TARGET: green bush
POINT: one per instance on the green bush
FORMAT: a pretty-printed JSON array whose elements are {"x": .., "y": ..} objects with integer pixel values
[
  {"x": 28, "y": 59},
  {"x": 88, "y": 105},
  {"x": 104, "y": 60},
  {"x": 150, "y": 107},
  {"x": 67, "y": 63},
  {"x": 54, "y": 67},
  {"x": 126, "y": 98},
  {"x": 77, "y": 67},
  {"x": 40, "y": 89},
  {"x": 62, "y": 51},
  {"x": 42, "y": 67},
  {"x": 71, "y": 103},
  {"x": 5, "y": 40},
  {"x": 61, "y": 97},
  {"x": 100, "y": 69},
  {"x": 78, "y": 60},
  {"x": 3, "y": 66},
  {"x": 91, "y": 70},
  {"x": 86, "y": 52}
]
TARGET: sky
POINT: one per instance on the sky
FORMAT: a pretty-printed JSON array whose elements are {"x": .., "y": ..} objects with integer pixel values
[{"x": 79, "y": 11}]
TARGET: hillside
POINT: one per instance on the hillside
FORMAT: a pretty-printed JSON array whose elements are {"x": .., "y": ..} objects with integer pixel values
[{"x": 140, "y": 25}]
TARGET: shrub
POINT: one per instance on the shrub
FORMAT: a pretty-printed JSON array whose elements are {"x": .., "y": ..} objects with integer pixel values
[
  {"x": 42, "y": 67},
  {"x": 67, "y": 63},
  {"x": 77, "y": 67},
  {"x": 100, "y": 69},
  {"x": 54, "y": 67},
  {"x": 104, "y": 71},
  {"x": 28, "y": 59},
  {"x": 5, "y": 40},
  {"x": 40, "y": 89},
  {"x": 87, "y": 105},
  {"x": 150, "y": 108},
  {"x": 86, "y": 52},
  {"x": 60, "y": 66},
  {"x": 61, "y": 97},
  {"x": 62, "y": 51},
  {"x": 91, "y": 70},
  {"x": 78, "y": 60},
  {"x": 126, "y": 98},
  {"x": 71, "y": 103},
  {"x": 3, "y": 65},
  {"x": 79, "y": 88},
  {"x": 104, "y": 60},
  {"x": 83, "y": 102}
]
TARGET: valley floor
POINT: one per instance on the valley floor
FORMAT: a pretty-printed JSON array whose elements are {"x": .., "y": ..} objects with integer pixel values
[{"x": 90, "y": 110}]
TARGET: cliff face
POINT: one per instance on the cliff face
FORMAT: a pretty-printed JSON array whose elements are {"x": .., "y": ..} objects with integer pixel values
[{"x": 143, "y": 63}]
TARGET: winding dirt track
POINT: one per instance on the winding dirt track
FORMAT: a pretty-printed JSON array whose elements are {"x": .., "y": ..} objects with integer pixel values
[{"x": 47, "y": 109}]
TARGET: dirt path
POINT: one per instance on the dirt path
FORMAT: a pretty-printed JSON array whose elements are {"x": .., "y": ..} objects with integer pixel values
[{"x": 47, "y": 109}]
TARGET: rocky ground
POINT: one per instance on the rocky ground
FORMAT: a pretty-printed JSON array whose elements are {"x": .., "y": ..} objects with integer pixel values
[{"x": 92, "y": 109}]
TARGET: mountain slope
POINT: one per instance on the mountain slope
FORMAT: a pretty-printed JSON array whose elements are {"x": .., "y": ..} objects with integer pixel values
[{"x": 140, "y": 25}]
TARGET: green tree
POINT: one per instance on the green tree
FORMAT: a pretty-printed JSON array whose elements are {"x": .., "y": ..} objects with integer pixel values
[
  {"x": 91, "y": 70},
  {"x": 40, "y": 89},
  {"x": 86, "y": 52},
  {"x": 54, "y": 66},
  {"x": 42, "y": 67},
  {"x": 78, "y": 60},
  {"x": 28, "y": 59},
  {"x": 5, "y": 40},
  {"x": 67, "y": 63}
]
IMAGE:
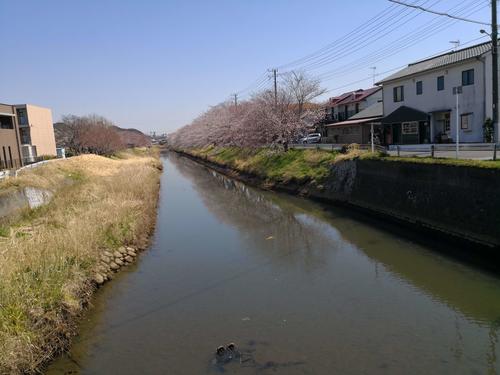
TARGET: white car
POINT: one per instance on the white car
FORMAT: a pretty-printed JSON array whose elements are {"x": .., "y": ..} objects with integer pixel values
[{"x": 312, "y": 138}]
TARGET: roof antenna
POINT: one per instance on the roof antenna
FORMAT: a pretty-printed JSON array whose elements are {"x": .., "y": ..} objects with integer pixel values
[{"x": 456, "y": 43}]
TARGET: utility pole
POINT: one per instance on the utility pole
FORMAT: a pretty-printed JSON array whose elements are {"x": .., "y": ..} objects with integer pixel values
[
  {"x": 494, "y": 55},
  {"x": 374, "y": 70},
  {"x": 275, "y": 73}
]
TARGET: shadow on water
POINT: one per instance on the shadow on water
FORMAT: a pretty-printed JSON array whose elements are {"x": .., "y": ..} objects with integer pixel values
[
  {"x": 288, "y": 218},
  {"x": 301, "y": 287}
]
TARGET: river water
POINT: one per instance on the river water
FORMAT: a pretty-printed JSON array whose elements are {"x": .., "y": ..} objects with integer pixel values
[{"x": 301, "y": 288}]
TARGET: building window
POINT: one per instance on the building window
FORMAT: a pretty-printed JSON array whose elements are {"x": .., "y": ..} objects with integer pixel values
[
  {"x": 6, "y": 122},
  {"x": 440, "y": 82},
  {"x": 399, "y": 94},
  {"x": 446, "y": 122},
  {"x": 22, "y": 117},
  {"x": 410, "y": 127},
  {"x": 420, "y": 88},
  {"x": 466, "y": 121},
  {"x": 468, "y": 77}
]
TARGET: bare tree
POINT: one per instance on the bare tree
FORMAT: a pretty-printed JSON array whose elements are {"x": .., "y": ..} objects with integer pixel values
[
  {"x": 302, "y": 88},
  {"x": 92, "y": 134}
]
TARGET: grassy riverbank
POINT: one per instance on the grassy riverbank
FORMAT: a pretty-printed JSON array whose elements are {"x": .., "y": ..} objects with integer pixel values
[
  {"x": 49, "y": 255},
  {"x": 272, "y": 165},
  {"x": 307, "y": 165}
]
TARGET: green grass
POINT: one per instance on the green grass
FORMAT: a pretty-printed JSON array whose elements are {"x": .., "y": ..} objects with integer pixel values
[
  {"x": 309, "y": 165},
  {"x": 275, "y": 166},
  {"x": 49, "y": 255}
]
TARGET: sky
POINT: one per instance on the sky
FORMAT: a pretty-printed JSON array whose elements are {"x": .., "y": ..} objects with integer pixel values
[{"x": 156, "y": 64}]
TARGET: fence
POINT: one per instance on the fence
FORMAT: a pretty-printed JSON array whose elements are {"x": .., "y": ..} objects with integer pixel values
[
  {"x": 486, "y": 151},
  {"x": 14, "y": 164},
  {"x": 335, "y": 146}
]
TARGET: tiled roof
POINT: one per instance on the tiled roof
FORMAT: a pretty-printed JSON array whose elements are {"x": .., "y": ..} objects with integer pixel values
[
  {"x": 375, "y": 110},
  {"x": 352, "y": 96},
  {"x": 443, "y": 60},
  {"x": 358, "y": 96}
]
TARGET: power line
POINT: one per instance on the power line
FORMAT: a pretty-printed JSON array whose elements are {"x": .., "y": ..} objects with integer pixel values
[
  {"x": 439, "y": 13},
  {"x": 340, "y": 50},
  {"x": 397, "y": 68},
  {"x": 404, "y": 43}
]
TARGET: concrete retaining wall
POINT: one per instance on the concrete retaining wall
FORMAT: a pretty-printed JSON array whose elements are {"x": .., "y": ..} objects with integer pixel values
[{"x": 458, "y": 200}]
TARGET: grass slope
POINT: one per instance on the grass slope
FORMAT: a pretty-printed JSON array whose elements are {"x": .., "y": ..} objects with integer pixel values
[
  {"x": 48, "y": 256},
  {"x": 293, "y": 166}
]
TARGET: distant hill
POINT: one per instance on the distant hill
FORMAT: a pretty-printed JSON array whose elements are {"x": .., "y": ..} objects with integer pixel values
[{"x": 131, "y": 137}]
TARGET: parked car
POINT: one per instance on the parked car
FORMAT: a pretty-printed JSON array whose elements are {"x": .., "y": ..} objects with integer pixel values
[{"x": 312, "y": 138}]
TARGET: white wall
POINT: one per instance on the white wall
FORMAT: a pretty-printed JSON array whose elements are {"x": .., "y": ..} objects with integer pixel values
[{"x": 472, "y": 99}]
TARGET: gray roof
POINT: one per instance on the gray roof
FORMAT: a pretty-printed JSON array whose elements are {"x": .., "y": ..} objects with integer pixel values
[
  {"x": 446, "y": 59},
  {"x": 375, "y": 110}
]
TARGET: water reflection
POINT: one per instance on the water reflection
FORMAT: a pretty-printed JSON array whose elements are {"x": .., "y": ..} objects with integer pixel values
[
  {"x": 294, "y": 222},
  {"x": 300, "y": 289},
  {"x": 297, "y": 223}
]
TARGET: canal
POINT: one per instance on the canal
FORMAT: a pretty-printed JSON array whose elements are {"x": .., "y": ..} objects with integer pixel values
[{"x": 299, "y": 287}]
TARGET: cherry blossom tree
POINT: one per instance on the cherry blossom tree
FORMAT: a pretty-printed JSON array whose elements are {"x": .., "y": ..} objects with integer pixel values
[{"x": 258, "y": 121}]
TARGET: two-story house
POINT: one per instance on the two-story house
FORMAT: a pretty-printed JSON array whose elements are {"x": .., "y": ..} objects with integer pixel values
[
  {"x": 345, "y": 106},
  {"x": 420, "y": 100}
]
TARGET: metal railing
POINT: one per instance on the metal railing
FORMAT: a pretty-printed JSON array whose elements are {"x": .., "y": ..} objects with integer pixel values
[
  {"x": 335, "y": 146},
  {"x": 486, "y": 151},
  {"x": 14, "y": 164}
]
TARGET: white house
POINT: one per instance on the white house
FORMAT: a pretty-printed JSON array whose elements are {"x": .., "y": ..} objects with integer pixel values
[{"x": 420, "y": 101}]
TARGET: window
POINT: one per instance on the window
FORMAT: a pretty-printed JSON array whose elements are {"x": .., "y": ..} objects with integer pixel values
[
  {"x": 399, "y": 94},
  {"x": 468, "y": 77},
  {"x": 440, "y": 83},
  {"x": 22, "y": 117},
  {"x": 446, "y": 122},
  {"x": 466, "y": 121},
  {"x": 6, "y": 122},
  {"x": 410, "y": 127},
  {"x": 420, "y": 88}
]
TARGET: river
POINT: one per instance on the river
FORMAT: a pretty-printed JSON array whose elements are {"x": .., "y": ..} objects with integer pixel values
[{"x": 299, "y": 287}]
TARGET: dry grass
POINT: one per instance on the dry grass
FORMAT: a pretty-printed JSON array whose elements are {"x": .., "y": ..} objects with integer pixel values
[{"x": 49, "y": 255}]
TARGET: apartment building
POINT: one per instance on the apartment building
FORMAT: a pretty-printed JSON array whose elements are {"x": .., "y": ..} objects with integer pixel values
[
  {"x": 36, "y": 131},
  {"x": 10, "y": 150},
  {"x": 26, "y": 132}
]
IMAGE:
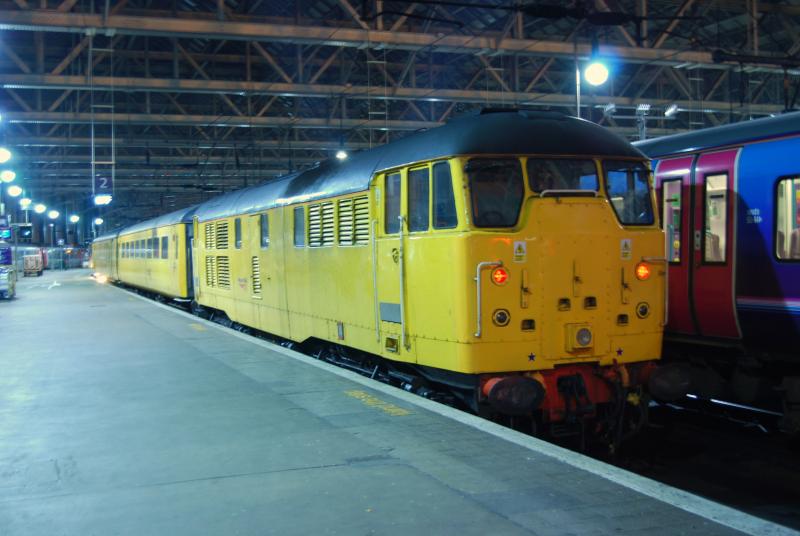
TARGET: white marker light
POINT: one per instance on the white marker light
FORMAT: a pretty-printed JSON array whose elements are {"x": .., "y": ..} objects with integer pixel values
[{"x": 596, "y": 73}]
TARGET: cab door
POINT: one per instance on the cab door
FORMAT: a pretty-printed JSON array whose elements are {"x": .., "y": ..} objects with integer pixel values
○ ○ ○ ○ ○ ○ ○
▶ _Exercise_
Each line in the data where the string "distant" occurs should be identified and copied.

▶ _Solution to this task_
TARGET: distant hill
POINT: one per instance on the distant hill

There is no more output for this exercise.